Top of Exercise data

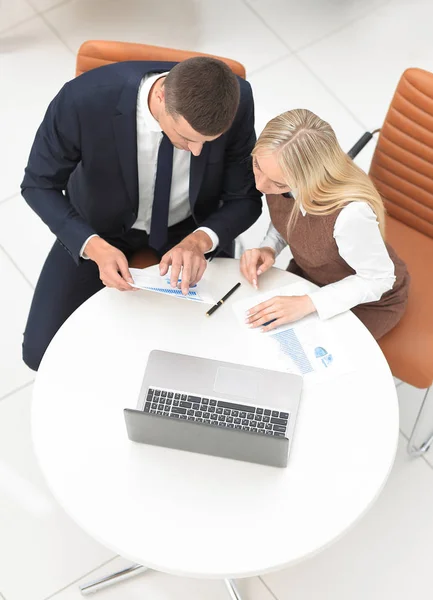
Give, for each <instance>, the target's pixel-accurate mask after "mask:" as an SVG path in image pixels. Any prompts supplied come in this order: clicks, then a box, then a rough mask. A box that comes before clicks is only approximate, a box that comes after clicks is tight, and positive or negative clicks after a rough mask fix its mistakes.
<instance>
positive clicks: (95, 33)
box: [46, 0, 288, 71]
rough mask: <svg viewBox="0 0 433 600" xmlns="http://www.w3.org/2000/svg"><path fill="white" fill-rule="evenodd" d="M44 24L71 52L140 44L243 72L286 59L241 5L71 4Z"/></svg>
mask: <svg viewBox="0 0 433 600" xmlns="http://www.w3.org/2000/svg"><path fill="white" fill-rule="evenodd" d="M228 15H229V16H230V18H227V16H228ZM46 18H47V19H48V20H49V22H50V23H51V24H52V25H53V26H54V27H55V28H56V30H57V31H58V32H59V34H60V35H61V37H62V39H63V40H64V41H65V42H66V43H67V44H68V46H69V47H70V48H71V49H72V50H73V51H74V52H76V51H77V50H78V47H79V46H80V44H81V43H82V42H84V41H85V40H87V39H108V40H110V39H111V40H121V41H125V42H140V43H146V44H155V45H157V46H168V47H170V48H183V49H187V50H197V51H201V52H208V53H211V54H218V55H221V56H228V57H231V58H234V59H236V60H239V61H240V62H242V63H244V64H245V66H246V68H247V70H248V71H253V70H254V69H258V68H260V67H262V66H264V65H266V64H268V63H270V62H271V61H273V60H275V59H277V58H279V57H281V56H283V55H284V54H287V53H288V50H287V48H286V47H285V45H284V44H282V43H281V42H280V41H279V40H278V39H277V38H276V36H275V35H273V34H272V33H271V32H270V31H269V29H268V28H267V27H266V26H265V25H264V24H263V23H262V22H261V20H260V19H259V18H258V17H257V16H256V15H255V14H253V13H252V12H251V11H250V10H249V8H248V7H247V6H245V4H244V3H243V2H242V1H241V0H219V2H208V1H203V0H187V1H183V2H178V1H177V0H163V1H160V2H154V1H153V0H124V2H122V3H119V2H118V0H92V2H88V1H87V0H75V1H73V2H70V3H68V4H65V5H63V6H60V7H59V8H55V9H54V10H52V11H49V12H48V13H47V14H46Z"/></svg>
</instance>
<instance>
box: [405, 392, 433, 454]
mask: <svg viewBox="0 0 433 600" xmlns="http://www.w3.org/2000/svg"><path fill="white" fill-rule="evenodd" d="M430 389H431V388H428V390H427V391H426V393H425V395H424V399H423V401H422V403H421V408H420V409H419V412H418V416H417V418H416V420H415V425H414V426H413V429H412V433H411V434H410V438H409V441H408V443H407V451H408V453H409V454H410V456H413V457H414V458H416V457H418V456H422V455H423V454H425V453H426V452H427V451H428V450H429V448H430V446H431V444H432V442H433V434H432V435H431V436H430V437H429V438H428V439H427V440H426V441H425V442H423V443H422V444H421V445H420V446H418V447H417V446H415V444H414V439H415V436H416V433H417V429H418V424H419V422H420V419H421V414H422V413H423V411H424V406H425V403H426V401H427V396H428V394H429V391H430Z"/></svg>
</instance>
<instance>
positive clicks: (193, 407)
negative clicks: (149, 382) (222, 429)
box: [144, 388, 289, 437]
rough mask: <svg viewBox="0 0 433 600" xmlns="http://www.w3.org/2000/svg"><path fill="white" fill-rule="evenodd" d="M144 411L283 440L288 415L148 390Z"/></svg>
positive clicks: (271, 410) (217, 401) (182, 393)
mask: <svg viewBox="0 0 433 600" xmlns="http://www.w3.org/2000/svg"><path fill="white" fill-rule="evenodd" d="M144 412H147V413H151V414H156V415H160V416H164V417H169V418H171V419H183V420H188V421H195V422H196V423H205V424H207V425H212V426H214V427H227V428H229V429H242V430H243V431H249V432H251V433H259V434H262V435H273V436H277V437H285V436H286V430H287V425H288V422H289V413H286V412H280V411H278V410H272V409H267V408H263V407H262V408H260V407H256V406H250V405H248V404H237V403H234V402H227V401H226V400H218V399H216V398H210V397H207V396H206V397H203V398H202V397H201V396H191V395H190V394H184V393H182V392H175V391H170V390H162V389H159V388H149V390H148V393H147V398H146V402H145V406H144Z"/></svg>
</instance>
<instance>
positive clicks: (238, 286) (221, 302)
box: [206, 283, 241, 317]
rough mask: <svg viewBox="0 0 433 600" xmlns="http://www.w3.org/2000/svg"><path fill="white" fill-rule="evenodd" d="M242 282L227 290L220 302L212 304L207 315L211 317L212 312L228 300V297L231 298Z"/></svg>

Bottom of Exercise data
Top of Exercise data

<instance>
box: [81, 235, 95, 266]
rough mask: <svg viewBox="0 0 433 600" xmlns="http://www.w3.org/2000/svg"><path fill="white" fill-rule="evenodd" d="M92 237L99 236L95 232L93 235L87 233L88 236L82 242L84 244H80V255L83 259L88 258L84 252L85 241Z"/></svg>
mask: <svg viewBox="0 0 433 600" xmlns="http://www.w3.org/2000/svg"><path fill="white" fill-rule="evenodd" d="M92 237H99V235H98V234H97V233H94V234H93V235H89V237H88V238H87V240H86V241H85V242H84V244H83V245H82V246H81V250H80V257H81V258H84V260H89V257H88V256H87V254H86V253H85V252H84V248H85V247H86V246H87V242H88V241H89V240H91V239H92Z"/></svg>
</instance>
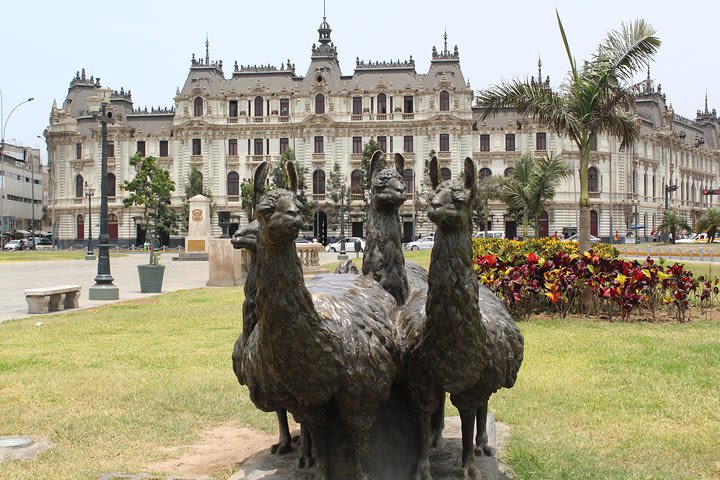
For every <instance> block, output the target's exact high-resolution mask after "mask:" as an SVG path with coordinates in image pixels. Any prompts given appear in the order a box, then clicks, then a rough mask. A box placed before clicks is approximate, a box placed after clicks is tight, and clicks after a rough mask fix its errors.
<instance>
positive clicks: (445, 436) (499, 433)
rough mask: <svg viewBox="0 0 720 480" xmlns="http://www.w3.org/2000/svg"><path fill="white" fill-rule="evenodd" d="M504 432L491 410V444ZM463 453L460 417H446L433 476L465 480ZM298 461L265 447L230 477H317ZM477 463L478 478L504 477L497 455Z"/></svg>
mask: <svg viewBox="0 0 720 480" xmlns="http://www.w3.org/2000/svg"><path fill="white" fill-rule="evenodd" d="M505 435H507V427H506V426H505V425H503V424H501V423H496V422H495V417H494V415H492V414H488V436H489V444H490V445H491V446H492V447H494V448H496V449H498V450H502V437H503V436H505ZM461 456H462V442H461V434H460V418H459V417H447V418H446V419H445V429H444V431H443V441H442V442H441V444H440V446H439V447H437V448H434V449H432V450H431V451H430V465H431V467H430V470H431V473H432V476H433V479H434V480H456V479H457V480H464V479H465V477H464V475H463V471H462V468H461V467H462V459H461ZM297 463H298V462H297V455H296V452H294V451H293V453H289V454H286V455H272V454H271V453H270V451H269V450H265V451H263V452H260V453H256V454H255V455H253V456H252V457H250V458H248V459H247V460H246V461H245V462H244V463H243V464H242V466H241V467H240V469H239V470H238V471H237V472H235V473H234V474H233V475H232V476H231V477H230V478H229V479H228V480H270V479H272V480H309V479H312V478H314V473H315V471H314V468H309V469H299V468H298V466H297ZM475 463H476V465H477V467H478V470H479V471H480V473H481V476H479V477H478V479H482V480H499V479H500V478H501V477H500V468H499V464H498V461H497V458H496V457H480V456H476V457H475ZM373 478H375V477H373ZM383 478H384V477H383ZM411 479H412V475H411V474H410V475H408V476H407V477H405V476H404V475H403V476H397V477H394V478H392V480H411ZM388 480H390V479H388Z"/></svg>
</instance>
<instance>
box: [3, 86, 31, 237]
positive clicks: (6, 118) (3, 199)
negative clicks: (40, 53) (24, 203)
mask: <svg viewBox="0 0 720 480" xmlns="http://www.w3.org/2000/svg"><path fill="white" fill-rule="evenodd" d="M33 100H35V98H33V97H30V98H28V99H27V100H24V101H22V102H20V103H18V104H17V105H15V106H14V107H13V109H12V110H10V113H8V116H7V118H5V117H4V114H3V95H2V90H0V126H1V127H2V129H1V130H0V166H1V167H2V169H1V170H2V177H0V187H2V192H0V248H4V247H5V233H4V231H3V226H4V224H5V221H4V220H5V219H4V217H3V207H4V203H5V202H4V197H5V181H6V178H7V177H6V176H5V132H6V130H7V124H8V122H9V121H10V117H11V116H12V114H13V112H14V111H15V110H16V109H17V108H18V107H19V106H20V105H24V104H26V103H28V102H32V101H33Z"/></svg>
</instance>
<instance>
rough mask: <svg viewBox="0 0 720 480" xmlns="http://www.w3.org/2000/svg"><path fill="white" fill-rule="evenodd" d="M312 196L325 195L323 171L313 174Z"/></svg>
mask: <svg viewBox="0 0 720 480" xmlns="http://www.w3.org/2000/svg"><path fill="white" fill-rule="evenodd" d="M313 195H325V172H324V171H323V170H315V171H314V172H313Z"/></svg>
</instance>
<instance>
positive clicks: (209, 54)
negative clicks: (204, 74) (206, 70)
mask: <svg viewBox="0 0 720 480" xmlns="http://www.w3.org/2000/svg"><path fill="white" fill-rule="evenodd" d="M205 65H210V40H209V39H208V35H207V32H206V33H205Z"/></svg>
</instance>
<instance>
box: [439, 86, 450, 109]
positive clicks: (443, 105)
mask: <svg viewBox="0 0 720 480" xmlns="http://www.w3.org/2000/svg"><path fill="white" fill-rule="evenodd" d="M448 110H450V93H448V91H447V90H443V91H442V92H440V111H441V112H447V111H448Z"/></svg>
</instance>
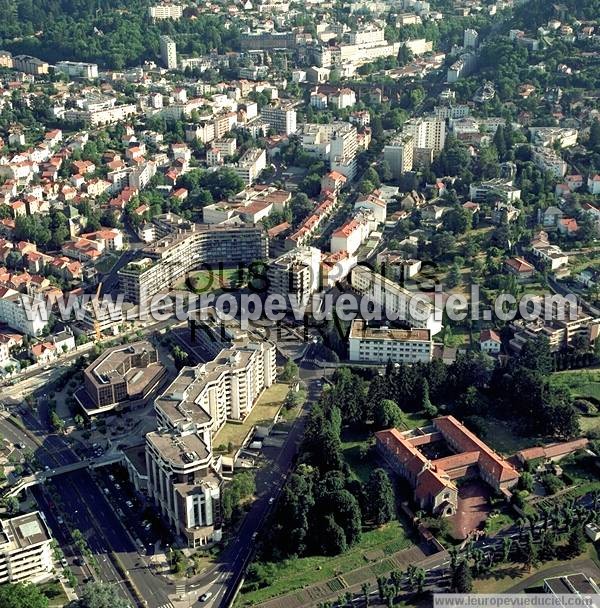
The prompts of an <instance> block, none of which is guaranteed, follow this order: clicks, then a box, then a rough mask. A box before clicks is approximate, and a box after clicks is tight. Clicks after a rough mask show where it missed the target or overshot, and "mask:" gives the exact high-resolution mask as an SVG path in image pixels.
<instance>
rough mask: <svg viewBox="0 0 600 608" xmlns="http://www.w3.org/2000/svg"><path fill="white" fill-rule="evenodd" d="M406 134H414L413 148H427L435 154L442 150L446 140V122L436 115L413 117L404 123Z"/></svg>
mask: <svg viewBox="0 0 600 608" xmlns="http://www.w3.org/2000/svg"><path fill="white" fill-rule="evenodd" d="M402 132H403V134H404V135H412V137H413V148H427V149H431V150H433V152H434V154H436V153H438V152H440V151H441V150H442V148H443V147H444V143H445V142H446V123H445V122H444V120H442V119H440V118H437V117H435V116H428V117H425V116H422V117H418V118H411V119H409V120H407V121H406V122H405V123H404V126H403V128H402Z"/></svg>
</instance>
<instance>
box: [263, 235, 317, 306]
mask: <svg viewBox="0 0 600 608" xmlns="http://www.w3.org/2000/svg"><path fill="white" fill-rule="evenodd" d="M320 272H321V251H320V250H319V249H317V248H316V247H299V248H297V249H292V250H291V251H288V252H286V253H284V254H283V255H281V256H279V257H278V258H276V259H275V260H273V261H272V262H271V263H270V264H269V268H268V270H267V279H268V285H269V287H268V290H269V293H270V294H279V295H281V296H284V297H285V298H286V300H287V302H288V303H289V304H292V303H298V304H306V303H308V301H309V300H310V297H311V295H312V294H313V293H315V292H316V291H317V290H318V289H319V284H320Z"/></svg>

Bottom of Exercise data
Top of Exercise data

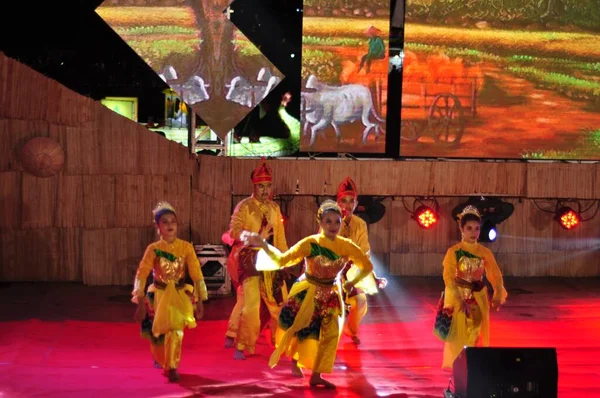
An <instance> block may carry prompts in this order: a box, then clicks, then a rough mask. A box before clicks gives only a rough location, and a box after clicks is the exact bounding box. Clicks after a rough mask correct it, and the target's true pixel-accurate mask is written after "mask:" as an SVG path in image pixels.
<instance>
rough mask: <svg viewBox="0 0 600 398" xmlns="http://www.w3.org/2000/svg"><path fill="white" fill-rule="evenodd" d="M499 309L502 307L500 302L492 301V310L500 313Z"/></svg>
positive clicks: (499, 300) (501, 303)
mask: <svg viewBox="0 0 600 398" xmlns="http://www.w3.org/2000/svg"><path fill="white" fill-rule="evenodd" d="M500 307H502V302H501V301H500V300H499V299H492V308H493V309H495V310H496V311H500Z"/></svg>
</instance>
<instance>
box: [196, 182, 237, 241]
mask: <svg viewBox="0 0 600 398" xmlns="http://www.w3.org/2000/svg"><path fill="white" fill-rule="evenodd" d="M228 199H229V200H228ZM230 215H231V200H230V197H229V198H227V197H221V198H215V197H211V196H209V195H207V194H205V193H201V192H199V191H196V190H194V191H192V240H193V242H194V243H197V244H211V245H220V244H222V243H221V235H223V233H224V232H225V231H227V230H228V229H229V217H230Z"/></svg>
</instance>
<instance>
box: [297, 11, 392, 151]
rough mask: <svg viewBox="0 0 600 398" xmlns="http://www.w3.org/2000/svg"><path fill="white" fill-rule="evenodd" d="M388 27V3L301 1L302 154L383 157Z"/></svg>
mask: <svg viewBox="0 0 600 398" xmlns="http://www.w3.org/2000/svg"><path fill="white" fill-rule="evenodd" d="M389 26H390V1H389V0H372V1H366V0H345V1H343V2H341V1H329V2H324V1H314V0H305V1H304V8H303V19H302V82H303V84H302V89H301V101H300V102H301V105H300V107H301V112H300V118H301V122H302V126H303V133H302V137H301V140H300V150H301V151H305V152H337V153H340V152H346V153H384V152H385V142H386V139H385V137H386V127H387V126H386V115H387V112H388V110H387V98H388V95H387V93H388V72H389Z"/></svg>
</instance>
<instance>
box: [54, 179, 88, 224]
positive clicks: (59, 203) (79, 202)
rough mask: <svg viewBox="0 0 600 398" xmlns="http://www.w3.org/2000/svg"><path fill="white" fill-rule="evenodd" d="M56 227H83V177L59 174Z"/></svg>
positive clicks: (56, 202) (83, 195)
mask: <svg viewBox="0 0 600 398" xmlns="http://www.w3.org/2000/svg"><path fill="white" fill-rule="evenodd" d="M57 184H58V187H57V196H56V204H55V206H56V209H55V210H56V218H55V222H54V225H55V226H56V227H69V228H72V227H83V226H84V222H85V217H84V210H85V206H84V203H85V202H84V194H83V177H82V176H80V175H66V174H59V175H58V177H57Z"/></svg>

Bottom of Exercise data

What to work on —
Using the entries above, give back exactly the line containing "box: [206, 283, 241, 317]", the line containing "282L227 290L220 302L212", and every line between them, and nothing else.

Answer box —
box: [206, 283, 241, 317]
rough mask: <svg viewBox="0 0 433 600" xmlns="http://www.w3.org/2000/svg"><path fill="white" fill-rule="evenodd" d="M242 282L227 290L220 302L212 304L207 315L211 317L212 312L228 300V297L231 298Z"/></svg>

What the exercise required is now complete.